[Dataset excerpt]
[Start]
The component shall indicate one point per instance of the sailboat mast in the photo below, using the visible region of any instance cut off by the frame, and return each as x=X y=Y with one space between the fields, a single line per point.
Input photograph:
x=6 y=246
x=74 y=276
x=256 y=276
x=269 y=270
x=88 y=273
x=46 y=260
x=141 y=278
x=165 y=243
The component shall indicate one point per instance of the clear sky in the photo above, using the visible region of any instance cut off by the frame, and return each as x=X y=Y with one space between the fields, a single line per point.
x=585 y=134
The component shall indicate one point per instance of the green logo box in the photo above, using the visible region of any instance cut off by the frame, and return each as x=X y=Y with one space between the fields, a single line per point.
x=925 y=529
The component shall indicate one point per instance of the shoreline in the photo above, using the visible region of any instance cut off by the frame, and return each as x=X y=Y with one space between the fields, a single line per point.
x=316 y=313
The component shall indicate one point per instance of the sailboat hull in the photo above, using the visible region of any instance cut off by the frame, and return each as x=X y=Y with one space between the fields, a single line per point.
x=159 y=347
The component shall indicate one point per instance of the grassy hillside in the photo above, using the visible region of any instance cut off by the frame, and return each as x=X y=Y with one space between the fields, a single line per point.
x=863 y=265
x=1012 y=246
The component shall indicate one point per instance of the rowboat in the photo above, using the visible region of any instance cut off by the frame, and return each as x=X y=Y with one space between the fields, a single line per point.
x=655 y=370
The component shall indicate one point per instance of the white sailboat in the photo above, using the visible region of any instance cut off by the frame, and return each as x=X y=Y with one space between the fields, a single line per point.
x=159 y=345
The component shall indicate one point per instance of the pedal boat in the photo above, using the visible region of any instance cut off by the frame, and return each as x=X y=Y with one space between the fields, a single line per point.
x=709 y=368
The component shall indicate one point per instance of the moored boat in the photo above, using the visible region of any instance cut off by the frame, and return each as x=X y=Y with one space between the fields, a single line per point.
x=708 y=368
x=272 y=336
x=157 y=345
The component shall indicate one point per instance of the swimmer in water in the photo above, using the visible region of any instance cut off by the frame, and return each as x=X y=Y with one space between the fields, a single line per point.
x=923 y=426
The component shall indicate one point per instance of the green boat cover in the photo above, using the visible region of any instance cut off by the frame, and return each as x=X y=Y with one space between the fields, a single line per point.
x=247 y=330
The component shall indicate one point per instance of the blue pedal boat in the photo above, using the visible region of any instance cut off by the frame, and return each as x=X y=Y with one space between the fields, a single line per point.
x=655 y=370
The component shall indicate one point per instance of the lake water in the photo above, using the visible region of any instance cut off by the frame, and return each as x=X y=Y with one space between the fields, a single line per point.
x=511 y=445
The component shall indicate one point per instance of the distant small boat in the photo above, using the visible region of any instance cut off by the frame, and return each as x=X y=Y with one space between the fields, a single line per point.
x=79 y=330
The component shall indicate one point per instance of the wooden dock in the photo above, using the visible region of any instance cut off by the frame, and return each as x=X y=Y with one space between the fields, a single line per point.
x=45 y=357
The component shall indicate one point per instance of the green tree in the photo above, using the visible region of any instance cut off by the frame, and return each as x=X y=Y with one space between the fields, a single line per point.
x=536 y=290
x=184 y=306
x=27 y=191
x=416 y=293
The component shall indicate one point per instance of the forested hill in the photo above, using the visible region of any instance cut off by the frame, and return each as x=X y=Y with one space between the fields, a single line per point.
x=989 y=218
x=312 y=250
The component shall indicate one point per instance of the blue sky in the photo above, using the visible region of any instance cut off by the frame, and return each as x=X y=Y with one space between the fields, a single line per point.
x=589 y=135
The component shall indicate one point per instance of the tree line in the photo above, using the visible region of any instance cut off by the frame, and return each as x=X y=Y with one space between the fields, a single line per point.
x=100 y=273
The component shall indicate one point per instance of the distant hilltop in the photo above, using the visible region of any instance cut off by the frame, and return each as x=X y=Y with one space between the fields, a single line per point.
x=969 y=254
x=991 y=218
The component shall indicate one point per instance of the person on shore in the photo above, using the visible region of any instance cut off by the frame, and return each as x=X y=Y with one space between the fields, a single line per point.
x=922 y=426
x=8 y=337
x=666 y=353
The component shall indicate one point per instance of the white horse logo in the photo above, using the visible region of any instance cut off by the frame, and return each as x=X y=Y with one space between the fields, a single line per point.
[End]
- **Written instruction**: In full and verbatim, repeat the records given above.

- **Task result**:
The component shall indicate one point per instance of the sailboat mast in the photo below, using the visible region of any instance cut off by the frame, and return each as x=X y=Y with one space between the fields, a single line per point.
Input photograph:
x=6 y=246
x=74 y=276
x=256 y=276
x=269 y=270
x=88 y=273
x=46 y=260
x=141 y=278
x=165 y=243
The component shall indicate one point per instance of the clear sky in the photo above, using the visible region of any instance cut off by the frame, and return each as x=X y=Y with one space between the fields, a single line per point.
x=585 y=134
The component shall indicate one point per instance of the green logo box in the photo above, using the visible region of any instance cut off by the frame, and return each as x=X y=Y with one space between the fields, a single line per point.
x=925 y=529
The component shall indicate one point per instance of the shoreline in the photo above, using the visible region of any instance cut off by the frame, and return each as x=X y=Y with one space between the fields, a single line per point.
x=316 y=313
The component shall indicate one point per instance of the sailboat hull in the photo above, using the visible region of any instance cut off by the frame, and return each as x=X y=Y with one space between the fields, a single line per point.
x=159 y=347
The component shall indicate one point per instance of the grassy hillside in the photo above, using the visible region of any instance cut off by the frame, and return each as x=X y=Y with one space between the fields, a single line per point.
x=863 y=265
x=1012 y=246
The component shall indicate one point per instance of the rowboat in the photo above, using the visible region of any instance cut off by the frame, and return each as x=X y=Y with one space between the fields, a single line per point.
x=655 y=370
The component shall indicate one point per instance of the white sailboat in the photo above, using the visible region of any instance cut off by the frame, and return each as x=X y=Y with one space between the fields, a single line per point.
x=159 y=345
The component shall indicate one point per instance of the pedal boat in the photo above, using the visible region of any instance cut off by the frame, and return each as x=X y=Y with one space between the fields, a single line per point.
x=709 y=368
The component shall indicate one point per instance of the moored boat in the photo above, using the visible region of any instance cut off by the frame, and return each as x=X y=Y with one space between the fields, a single line per point.
x=708 y=368
x=272 y=336
x=157 y=345
The component shall indicate one point per instance of the swimmer in water in the photo above, using the visible region of any instance cut off by the frame, and return each as x=X y=Y with one space between the fields, a single line per point.
x=923 y=426
The component shall indicate one point per instance of the green boat cover in the photo above, using the visible region of any instance cut off by the frame, and return each as x=X y=Y with one space between the fields, a single line per point.
x=247 y=330
The component shall indicate one point per instance of the blue pedal boat in the photo above, using the visible region of any instance cut off by the frame, and return each as x=X y=Y with one space between the fields, a single line per point.
x=655 y=370
The component shall indicate one point per instance of the lake water in the photo above, using the visible region of any instance cut off by the frame, and return each as x=X y=Y with one space between the fields, a single line per point.
x=511 y=445
The component shall indicate one point per instance of the distant small boat in the photo above, using the visible region of any instance cut off by the frame, and return each as x=X y=Y with one space between the fields, a single line per point.
x=79 y=330
The component shall indicate one point per instance of the wooden dock in the photo above, using the visible region of any instance cut off by the frame, and return each as x=X y=Y with one space between the fields, a single line per point.
x=45 y=357
The component shall indicate one point per instance of the green tree in the photo above, using the visible region of any instance cut off by the frame, and return each as x=X y=Y with one space between the fields, a single line per point.
x=536 y=290
x=184 y=306
x=27 y=191
x=416 y=293
The component shall indicate one point per instance of the forested hill in the photo above, using the visible region of any instance cut off by the frame, and return each as x=X y=Y with one space between the fields, a single line per point.
x=989 y=218
x=312 y=250
The component shall indicate one point per instance of the blue sky in the photo above, using the visible region of any instance cut off by the frame, and return each as x=X y=Y with one space between the fields, a single line per point.
x=589 y=135
The component shall indicate one point per instance of the tree line in the photo above, using the visible region of any instance cut off by the frame, and return each as x=X y=Y with one space between the fields, a single line per point.
x=100 y=273
The component shall indicate one point per instance of the distant hilltop in the photo above, using the visible region of any instance cut off by the frame, and return each as x=X y=Y with one space between the fields, a single line per point.
x=969 y=254
x=991 y=218
The component shall indicate one point per instance of the person on shore in the photo above, using the visible region of any instance cut off by the frame, and return each as x=X y=Y with one space between the fields, a single line per point.
x=922 y=426
x=8 y=337
x=666 y=353
The component shall indicate one point per instance of the white horse logo in the photo above, using the visible region of any instance cut off by the frame, and return each as x=X y=Y with one space between the fields, a single line per point.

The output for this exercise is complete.